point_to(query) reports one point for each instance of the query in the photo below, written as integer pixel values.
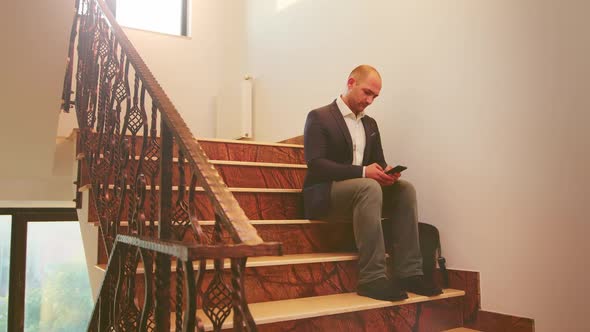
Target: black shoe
(381, 289)
(420, 285)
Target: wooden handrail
(110, 106)
(230, 212)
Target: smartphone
(396, 169)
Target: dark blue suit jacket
(328, 154)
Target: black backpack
(432, 253)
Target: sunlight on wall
(153, 15)
(284, 4)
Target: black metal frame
(18, 255)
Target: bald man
(346, 182)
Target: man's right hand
(375, 172)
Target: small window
(165, 16)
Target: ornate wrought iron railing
(129, 134)
(123, 306)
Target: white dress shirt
(357, 131)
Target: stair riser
(257, 206)
(271, 283)
(422, 317)
(236, 176)
(240, 152)
(296, 239)
(249, 152)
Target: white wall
(485, 101)
(34, 37)
(198, 70)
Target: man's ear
(351, 82)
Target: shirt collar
(345, 110)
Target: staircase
(204, 234)
(311, 287)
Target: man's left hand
(393, 177)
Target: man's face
(363, 92)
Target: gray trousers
(363, 202)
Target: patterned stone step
(257, 203)
(283, 277)
(237, 174)
(222, 149)
(297, 236)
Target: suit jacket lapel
(368, 139)
(342, 125)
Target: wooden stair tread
(253, 222)
(233, 190)
(309, 307)
(272, 260)
(221, 140)
(81, 156)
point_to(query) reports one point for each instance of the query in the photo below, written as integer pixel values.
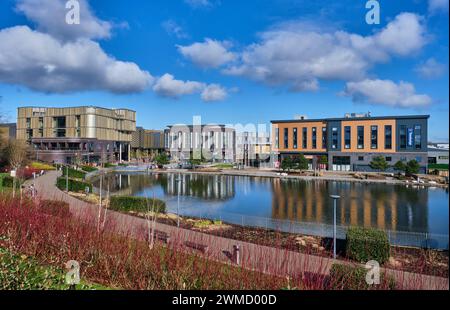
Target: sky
(228, 61)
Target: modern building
(215, 143)
(350, 143)
(253, 149)
(88, 134)
(7, 131)
(147, 143)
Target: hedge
(347, 277)
(365, 244)
(138, 204)
(88, 169)
(74, 185)
(77, 174)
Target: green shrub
(20, 272)
(77, 174)
(138, 204)
(88, 169)
(74, 185)
(347, 277)
(365, 244)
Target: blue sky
(228, 61)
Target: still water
(389, 207)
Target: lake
(270, 202)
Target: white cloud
(386, 92)
(198, 3)
(431, 69)
(208, 54)
(298, 55)
(172, 27)
(214, 92)
(50, 17)
(42, 63)
(437, 6)
(168, 86)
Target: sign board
(410, 137)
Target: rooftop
(352, 118)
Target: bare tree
(16, 153)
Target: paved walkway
(256, 257)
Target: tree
(287, 164)
(412, 167)
(162, 159)
(16, 154)
(379, 163)
(301, 163)
(400, 166)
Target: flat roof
(76, 107)
(351, 118)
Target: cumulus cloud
(299, 56)
(49, 17)
(431, 69)
(173, 28)
(208, 54)
(437, 6)
(198, 3)
(42, 63)
(214, 92)
(168, 86)
(386, 92)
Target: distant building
(350, 143)
(89, 134)
(147, 143)
(253, 149)
(216, 143)
(8, 131)
(437, 155)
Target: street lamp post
(179, 181)
(335, 199)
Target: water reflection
(374, 205)
(392, 207)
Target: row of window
(411, 137)
(373, 137)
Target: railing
(401, 238)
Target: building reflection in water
(210, 187)
(374, 205)
(393, 207)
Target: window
(347, 139)
(314, 140)
(305, 138)
(41, 127)
(360, 137)
(334, 137)
(388, 137)
(295, 137)
(286, 139)
(418, 136)
(374, 137)
(403, 137)
(277, 138)
(78, 125)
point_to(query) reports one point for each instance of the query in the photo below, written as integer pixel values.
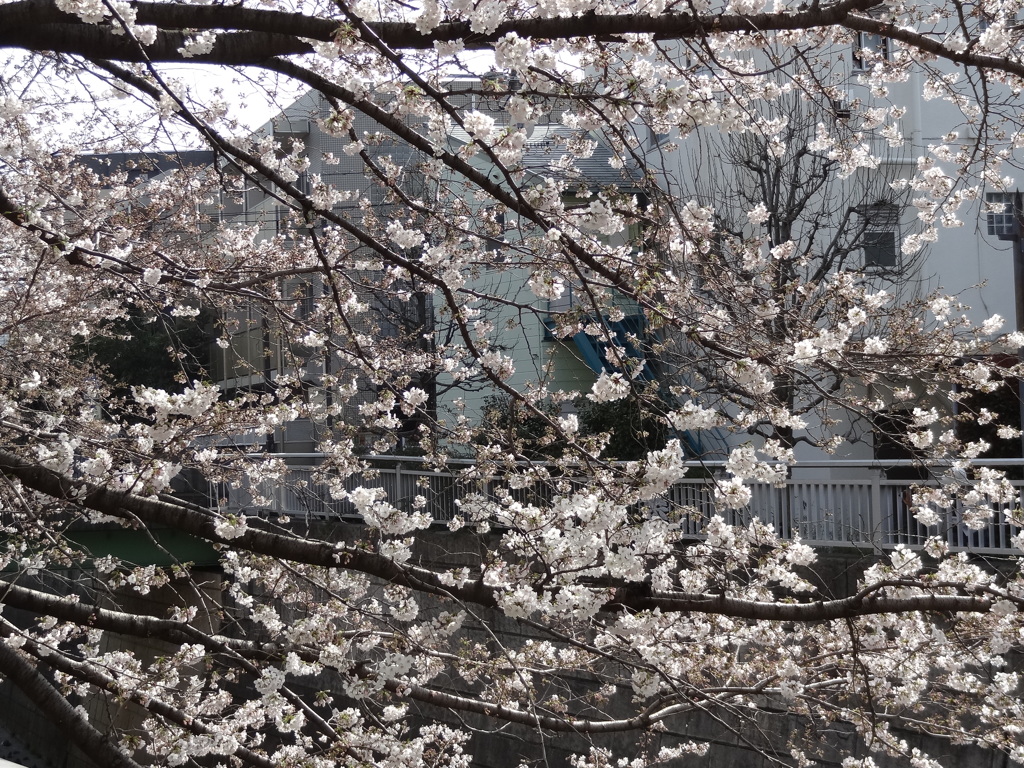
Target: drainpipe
- - -
_Work task_.
Copy out the material above exactly; the images stay out.

_Solved exercise_.
point_to(query) reports one point for each instance of the query in the photo below, written as integer pixel values.
Target: black shoe
(381, 289)
(420, 285)
Target: wooden handrail
(110, 106)
(230, 212)
Target: smartphone
(396, 169)
Target: dark blue suit jacket
(328, 154)
Target: black backpack
(432, 253)
Target: sunlight on wall
(153, 15)
(284, 4)
Target: black metal frame
(18, 255)
Target: bald man
(346, 182)
Target: man's right hand
(375, 172)
Target: small window
(165, 16)
Target: ornate wrought iron railing
(129, 134)
(123, 306)
Target: white dress shirt
(357, 131)
Target: stair riser
(257, 206)
(271, 283)
(422, 317)
(236, 176)
(240, 152)
(296, 239)
(249, 152)
Target: white wall
(485, 101)
(34, 37)
(198, 70)
Target: man's ear
(351, 82)
Target: shirt collar
(345, 110)
Target: staircase
(204, 234)
(311, 287)
Target: man's left hand
(393, 177)
Target: man's face
(363, 92)
Target: gray trousers
(363, 202)
Target: patterned stone step
(257, 203)
(283, 277)
(237, 174)
(222, 149)
(297, 236)
Target: suit jacket lapel
(368, 139)
(342, 125)
Target: wooden stair tread
(253, 222)
(233, 190)
(309, 307)
(272, 260)
(221, 140)
(81, 156)
point_to(query) reports one point for each instance of the query in the photo below, written as integer pixel values.
Target: sky
(228, 61)
Target: modern building
(215, 143)
(350, 143)
(253, 149)
(88, 134)
(7, 131)
(147, 143)
Target: hedge
(347, 277)
(365, 244)
(138, 204)
(88, 169)
(74, 185)
(77, 174)
Target: green shrub
(20, 272)
(77, 174)
(138, 204)
(88, 169)
(74, 185)
(347, 277)
(365, 244)
Target: blue sky
(228, 61)
Target: still water
(389, 207)
Target: lake
(270, 202)
Target: white cloud
(386, 92)
(198, 3)
(431, 69)
(208, 54)
(298, 55)
(172, 27)
(214, 92)
(50, 17)
(42, 63)
(437, 6)
(168, 86)
Target: sign board
(410, 137)
Target: rooftop
(352, 118)
Target: bare tree
(16, 153)
Target: paved walkway
(256, 257)
Target: tree
(287, 164)
(412, 167)
(162, 159)
(16, 154)
(379, 163)
(301, 163)
(400, 166)
Target: flat roof
(76, 107)
(351, 118)
Target: cumulus cloud
(299, 56)
(49, 17)
(431, 69)
(173, 28)
(208, 54)
(437, 6)
(198, 3)
(42, 63)
(214, 92)
(168, 86)
(386, 92)
Target: distant building
(350, 143)
(89, 134)
(147, 143)
(253, 149)
(216, 143)
(8, 131)
(437, 155)
Target: street lamp post
(179, 181)
(335, 199)
Target: water reflection
(374, 205)
(392, 207)
Target: row of window
(411, 137)
(373, 137)
Target: railing
(401, 238)
Target: building reflection in water
(210, 187)
(374, 205)
(393, 207)
Target: window
(347, 139)
(314, 140)
(305, 138)
(41, 127)
(360, 137)
(334, 137)
(388, 137)
(295, 137)
(286, 139)
(418, 136)
(374, 137)
(403, 137)
(277, 138)
(78, 125)
point_to(query) reports one point for each instance of the query in the photo below, written as integer pixel values.
Target: drainpipe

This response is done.